Direction a: Count how many lines of the records below contain the word "distant", treating uppercase and lowercase as different, and reply with the number alone.

Reading passage:
I realize I never responded to this thread, shame on me!

Jorge/Giovanni Kelvin looks pretty cool -- thanks for sharing it. When we
use Quepid ,we sometimes do it at places with existing relevancy test
scripts like Kelvin. Quepid/test scripts tend to satisfy different nitches.
In addition to testing, Quepid is a GUI for helping you explain/investigate
and sandbox in addition to test. Sometimes this is nice for fuzzier/more
qualitative judgments especially when you want to collaborate with
non-technical stakeholders. Its been our replacement for the "spreadsheet"
that a lot of our clients used before Quepid -- where the non-technical
folks would list

Scripts work very well for getting that pass/fail response. Its nice that
Kelvin gives you a "temperature" instead of necessarily a pass fail, that
level of fuzzyness is definitely useful.

We certainly see value in both (and will probably be doing more to
integrate Quepid with continuous integration/scripting).

Cheers,
-Doug


On Mon, May 5, 2014 at 2:47 AM, Jorge Luis Betancourt González <
jlbetanco...@uci.cu> wrote:

> One good thing about kelvin it's more a programmatic task, so you could
> execute the scripts after a few changes/deployment and get a general idea
> if the new changes has impacted into the search experience; yeah sure the
> changing catalog it's still a problem but I kind of like to be able to
> execute a few commands and presto get it done. This could become a must-run
> test in the test suite of the app. I kind of do this already but testing
> from the user interface, using the test library provided by symfony2
> (framework I'm using) and the functional tests. It's not
> test-driven-search-relevancy "perse" but we ensure not to mess up with some
> basic queries we use to test the search feature.

Given records:
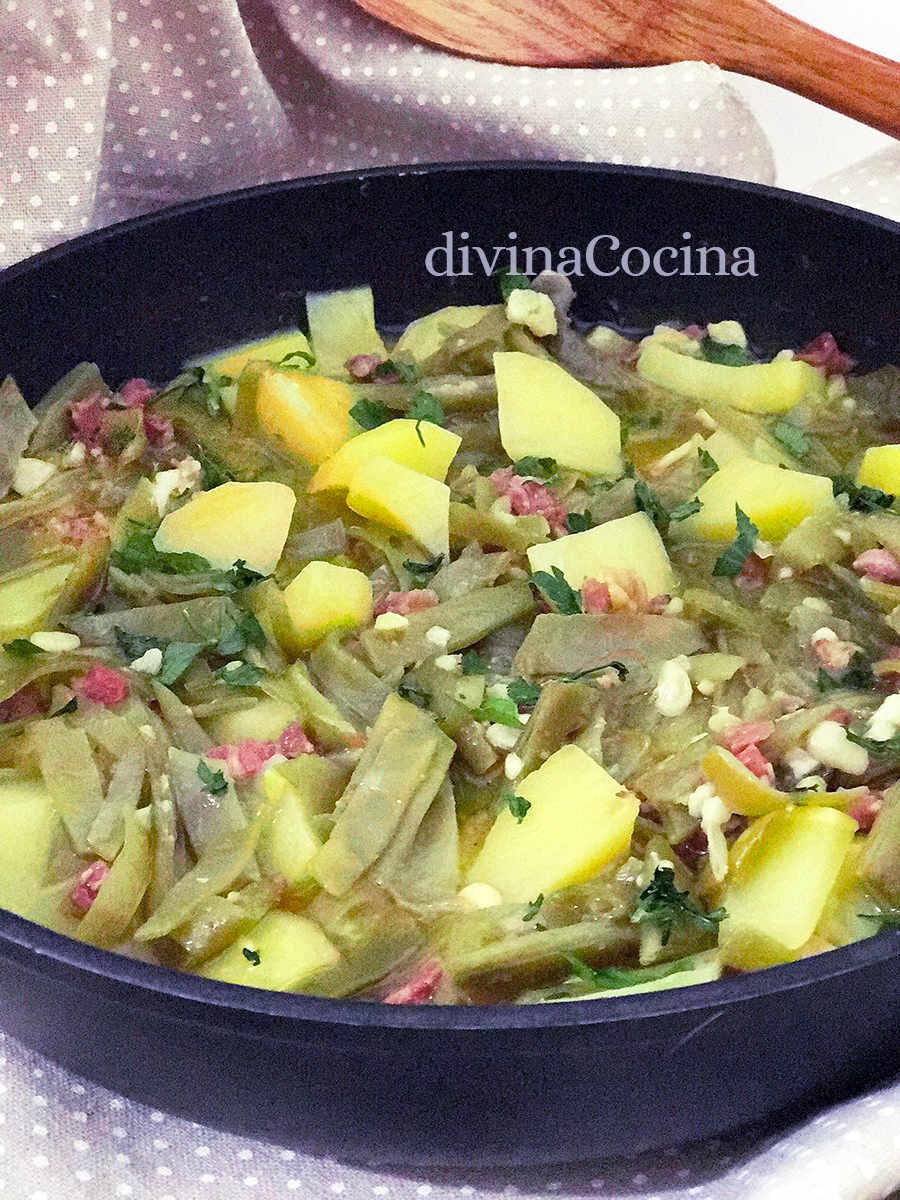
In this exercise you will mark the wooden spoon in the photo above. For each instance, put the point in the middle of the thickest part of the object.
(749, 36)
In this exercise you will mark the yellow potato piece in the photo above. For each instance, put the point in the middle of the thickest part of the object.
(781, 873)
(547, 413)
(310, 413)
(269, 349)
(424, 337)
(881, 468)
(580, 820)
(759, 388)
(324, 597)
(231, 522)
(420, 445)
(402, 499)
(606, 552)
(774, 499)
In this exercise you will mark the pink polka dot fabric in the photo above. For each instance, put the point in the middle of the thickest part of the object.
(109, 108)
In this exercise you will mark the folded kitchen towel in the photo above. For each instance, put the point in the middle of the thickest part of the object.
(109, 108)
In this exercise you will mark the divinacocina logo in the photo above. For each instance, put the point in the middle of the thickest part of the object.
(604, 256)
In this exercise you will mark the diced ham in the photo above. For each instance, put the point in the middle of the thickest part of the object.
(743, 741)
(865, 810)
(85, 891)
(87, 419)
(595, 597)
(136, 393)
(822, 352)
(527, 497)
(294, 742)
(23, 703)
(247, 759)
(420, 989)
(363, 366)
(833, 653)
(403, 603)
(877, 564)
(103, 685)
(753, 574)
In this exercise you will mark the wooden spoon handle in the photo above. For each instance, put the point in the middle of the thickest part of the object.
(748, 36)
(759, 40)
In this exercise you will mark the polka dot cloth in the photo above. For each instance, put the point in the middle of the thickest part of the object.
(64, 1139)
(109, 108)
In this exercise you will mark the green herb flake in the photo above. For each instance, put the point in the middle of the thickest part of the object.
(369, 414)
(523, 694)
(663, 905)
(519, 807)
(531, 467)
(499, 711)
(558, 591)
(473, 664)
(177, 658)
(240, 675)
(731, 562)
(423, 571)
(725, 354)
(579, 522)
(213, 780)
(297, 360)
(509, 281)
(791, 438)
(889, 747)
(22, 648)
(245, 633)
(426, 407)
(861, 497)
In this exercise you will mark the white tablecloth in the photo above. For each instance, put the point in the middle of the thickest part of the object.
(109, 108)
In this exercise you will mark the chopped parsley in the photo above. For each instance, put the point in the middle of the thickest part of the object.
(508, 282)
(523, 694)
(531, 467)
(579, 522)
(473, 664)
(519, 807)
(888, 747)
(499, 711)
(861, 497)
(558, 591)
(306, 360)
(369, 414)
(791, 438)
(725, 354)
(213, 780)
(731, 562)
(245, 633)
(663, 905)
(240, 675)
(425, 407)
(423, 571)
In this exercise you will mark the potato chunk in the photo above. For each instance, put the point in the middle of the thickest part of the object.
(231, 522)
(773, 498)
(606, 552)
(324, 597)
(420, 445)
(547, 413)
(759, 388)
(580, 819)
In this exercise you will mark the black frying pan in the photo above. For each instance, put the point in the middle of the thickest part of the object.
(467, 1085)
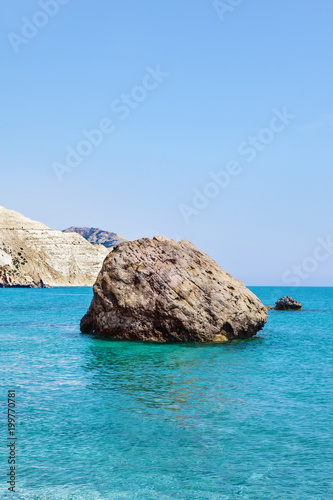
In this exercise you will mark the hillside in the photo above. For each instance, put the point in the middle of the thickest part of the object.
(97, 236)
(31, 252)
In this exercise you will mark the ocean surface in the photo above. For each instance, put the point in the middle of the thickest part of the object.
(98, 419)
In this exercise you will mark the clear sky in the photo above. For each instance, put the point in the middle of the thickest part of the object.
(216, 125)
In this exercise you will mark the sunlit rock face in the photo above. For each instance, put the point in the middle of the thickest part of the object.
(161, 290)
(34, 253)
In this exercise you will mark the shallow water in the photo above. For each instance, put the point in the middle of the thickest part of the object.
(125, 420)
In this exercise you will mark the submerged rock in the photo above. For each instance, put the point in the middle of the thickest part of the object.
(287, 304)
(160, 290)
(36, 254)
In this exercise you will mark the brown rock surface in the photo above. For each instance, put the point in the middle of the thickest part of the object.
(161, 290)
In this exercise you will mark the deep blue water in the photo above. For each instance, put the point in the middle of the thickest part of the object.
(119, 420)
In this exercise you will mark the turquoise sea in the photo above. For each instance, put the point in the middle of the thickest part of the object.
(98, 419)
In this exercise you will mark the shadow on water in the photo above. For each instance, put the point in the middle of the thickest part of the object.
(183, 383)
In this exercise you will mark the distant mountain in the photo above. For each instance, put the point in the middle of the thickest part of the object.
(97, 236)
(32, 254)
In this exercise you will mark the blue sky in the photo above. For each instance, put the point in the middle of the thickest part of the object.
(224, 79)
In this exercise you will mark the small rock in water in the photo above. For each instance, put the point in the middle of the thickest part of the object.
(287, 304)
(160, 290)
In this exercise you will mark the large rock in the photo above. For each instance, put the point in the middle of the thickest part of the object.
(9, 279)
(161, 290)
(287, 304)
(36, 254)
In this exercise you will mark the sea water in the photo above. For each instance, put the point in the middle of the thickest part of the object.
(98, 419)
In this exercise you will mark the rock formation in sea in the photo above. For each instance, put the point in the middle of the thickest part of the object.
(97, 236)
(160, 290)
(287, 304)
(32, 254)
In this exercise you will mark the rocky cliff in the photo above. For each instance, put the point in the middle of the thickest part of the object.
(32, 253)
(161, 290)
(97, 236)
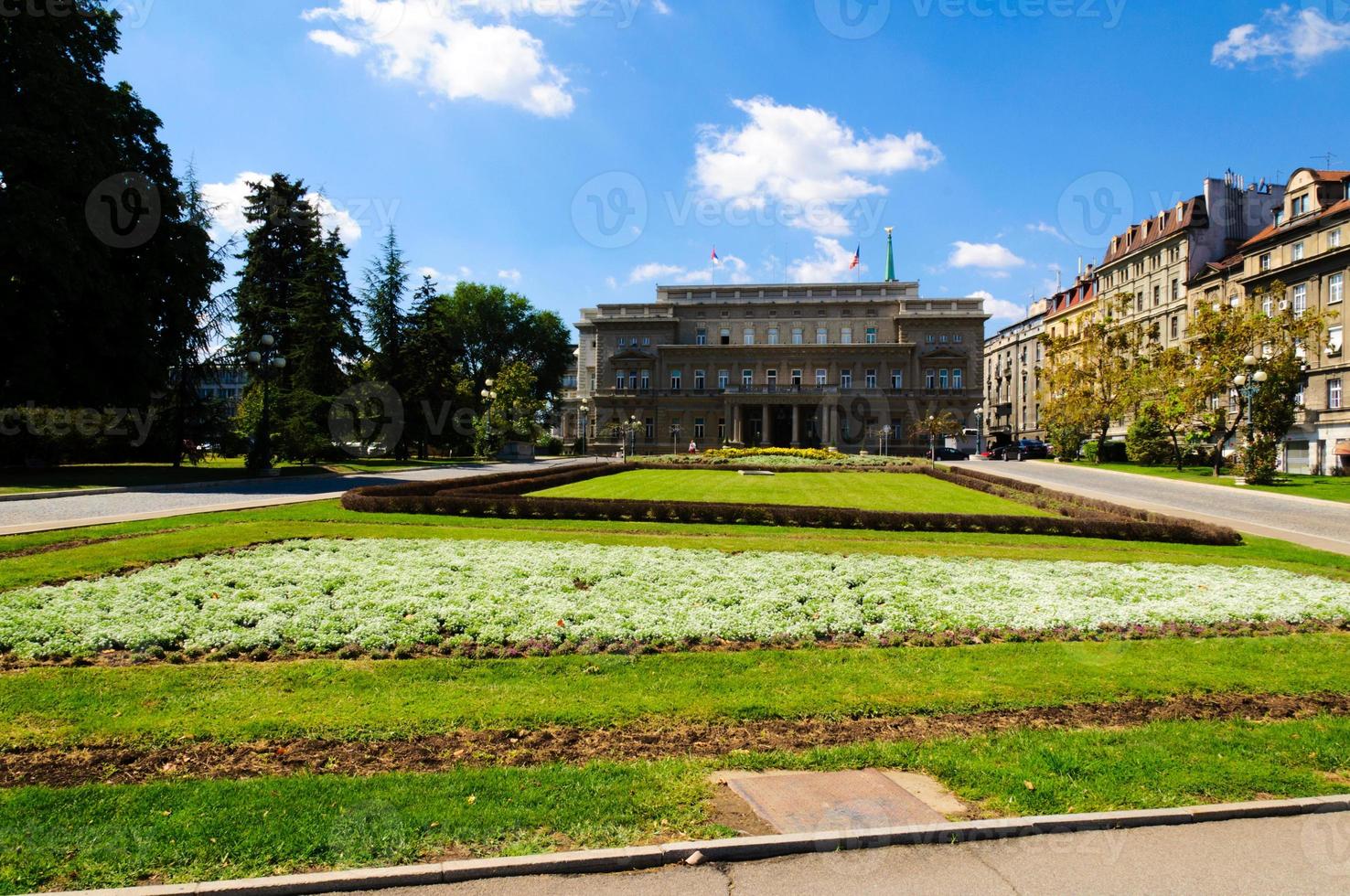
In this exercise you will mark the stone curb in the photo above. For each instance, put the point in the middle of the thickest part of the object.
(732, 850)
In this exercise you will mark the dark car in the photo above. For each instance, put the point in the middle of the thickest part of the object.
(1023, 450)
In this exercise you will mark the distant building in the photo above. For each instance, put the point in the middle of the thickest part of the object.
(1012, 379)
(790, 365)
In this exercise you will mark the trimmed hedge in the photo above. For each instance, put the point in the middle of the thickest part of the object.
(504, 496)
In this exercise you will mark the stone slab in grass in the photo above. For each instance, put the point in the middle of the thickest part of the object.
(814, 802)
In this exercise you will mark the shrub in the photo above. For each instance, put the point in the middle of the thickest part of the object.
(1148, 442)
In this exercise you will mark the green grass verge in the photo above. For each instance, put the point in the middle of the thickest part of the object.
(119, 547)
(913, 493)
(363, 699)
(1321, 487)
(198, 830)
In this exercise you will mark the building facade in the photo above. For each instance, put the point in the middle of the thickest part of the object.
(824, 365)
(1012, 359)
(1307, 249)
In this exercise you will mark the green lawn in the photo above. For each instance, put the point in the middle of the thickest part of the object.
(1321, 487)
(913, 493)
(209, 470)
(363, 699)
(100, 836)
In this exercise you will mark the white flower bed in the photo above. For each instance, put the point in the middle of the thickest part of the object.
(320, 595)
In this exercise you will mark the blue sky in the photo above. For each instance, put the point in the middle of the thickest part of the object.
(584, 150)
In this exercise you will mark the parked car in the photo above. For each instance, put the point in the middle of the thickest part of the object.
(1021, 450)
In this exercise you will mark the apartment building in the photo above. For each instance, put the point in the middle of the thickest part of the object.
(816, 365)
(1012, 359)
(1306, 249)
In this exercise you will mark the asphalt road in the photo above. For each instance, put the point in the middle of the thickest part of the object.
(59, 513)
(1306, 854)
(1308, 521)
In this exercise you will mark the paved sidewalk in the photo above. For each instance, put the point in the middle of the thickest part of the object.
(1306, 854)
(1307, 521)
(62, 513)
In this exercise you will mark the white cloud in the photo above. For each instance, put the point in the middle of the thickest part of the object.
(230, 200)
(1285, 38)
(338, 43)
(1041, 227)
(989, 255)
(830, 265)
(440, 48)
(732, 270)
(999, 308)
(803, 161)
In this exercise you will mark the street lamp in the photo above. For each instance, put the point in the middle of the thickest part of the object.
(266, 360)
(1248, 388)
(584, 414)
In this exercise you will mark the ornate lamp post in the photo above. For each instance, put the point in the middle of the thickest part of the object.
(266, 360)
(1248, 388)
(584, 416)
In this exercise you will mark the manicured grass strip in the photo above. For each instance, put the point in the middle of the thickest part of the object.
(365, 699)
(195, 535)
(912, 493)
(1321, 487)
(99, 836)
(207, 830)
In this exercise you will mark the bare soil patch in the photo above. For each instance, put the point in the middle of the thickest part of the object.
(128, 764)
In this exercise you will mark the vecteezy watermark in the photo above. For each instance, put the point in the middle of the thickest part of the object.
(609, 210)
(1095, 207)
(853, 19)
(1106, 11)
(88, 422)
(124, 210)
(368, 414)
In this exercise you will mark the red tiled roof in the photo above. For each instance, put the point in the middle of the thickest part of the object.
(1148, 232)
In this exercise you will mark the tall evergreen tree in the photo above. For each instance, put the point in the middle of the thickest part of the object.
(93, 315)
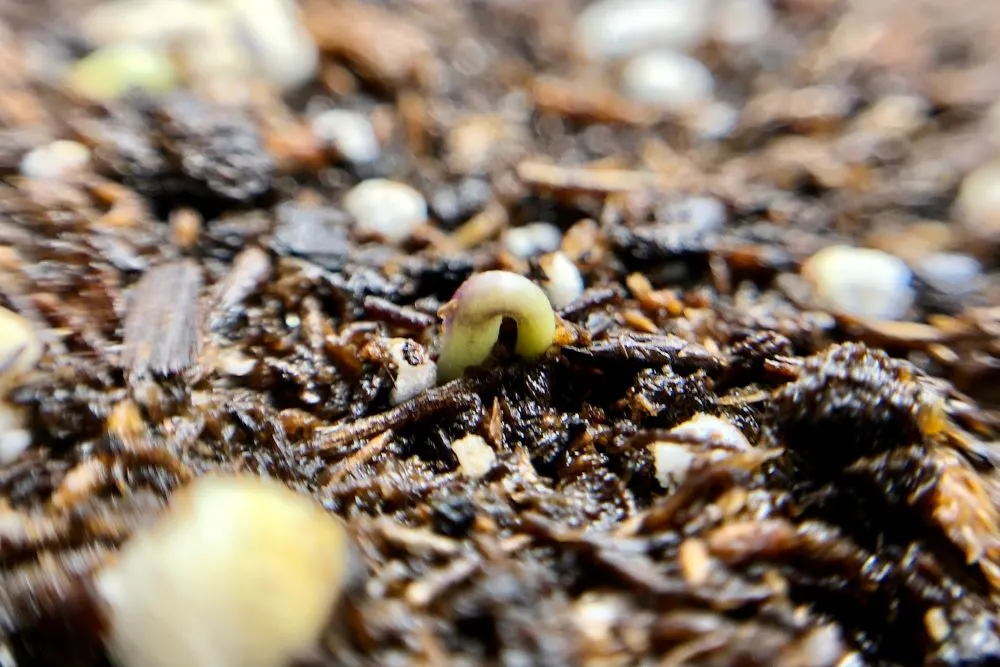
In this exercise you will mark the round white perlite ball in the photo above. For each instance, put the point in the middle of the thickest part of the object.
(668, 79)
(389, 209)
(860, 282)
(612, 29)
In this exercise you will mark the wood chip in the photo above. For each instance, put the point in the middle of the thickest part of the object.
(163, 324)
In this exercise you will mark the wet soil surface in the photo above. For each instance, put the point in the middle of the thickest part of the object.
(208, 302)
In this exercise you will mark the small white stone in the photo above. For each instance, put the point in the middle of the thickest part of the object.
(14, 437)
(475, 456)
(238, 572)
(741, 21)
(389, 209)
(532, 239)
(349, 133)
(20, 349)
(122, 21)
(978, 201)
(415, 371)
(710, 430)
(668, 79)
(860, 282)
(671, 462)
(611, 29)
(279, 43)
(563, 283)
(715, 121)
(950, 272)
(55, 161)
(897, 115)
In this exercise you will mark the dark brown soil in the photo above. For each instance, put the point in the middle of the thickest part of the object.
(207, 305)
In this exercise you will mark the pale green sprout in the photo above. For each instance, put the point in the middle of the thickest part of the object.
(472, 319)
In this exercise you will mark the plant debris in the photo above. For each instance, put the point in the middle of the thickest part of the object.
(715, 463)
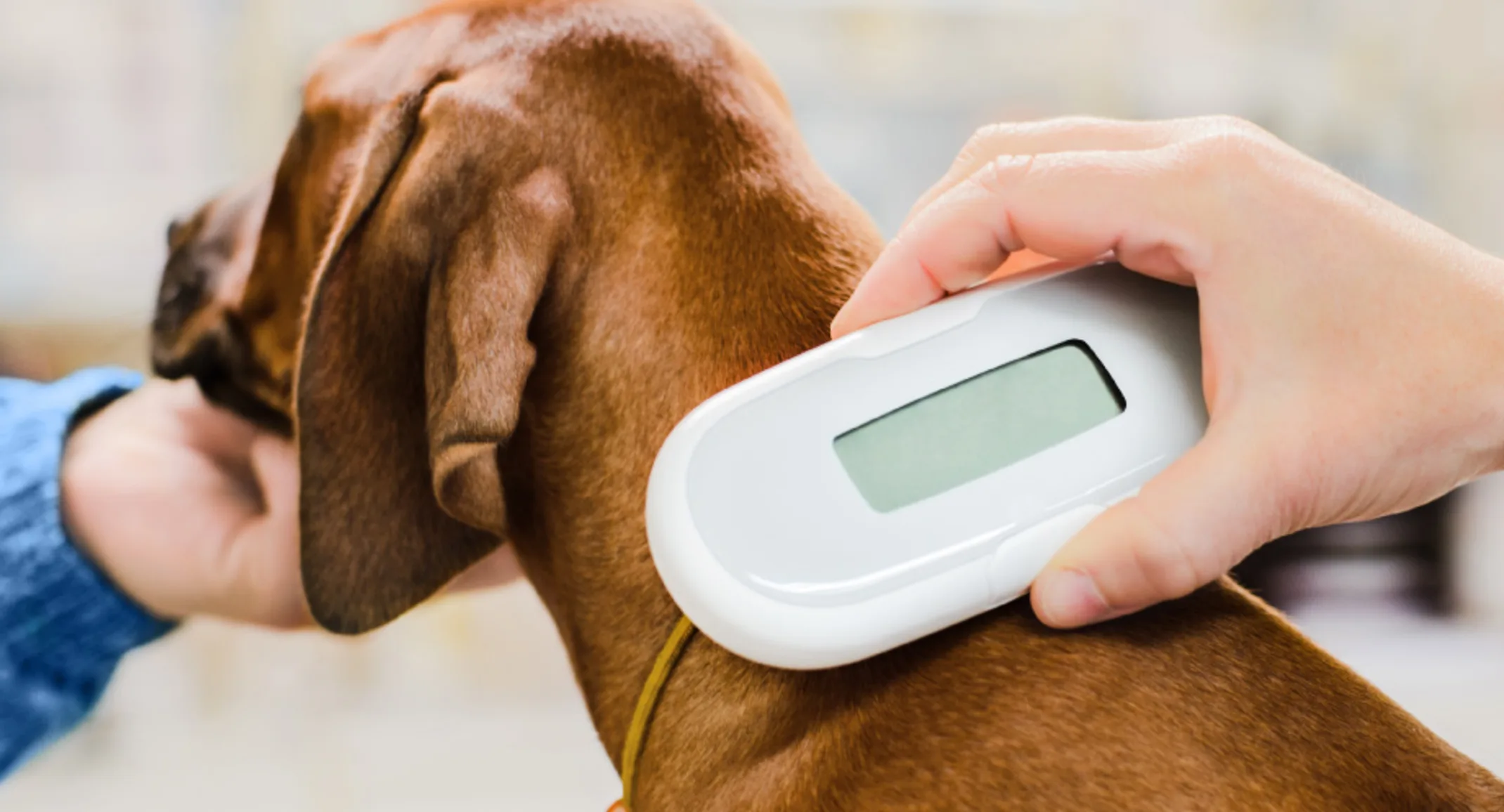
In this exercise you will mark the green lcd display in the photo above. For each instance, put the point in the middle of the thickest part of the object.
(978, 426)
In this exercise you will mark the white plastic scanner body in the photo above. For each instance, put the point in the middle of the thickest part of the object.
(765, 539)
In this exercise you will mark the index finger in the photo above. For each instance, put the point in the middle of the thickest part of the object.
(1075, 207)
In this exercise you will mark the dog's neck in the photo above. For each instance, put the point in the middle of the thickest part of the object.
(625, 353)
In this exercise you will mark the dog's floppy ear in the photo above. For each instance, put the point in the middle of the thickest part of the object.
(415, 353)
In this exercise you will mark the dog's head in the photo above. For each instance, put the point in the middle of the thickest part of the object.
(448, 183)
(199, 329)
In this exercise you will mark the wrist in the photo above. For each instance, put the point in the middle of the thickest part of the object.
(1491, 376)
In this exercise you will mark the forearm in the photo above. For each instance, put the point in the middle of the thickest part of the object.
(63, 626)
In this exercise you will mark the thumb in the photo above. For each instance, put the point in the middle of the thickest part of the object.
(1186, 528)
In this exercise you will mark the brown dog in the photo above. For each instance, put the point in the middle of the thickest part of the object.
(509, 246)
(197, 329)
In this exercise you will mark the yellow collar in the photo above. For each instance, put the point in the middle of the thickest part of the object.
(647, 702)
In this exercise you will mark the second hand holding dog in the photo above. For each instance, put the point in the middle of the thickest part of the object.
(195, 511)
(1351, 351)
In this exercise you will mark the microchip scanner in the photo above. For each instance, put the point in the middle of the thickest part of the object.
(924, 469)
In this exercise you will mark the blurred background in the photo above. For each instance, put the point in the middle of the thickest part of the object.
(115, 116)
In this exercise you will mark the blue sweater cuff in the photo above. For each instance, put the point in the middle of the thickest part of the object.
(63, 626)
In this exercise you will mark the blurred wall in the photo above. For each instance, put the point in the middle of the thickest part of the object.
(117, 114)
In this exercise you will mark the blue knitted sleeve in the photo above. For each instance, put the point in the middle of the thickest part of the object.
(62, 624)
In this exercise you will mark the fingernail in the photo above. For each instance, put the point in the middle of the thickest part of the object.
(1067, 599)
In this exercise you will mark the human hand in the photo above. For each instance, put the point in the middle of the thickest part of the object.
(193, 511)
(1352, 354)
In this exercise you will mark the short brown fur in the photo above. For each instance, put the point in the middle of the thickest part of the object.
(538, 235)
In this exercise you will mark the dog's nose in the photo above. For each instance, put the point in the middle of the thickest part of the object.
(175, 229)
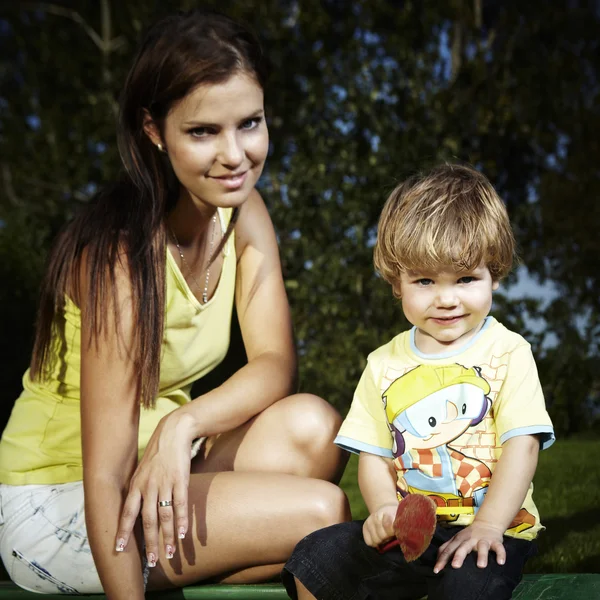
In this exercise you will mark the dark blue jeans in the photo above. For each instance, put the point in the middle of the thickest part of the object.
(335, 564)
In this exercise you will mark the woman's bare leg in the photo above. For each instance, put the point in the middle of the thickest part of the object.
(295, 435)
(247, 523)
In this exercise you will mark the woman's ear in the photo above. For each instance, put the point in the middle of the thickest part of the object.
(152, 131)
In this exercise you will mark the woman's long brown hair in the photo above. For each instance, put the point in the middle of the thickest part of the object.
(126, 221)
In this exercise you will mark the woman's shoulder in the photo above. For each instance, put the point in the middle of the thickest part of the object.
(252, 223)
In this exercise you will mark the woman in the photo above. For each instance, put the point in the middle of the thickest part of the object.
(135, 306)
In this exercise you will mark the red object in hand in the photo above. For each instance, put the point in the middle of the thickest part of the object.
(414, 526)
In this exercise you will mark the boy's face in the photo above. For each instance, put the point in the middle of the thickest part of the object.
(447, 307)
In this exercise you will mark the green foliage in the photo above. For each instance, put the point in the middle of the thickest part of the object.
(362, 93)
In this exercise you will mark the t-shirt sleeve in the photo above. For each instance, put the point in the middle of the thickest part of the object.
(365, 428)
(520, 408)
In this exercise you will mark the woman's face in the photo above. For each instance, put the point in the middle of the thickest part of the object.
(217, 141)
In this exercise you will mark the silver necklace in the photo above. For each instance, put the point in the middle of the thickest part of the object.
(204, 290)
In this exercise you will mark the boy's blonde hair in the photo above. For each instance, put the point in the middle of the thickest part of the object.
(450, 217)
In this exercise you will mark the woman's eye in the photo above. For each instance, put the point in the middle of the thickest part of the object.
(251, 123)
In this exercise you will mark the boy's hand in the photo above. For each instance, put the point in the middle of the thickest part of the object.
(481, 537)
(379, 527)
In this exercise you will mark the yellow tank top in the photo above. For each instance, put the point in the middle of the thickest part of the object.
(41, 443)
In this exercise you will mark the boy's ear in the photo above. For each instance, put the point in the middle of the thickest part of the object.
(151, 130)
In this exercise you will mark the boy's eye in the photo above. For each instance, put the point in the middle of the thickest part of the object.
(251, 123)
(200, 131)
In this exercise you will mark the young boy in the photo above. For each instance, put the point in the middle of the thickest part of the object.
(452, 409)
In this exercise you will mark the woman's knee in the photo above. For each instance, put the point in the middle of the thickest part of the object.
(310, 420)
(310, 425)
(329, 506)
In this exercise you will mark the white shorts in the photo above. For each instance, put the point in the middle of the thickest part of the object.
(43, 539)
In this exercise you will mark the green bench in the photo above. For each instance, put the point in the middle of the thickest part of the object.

Direction b: Reproduce word for word the stretch of the email above from "that a lot of" through "is definitely useful.".

Task result a: 2

Task result b:
that a lot of our clients used before Quepid -- where the non-technical
folks would list

Scripts work very well for getting that pass/fail response. Its nice that
Kelvin gives you a "temperature" instead of necessarily a pass fail, that
level of fuzzyness is definitely useful.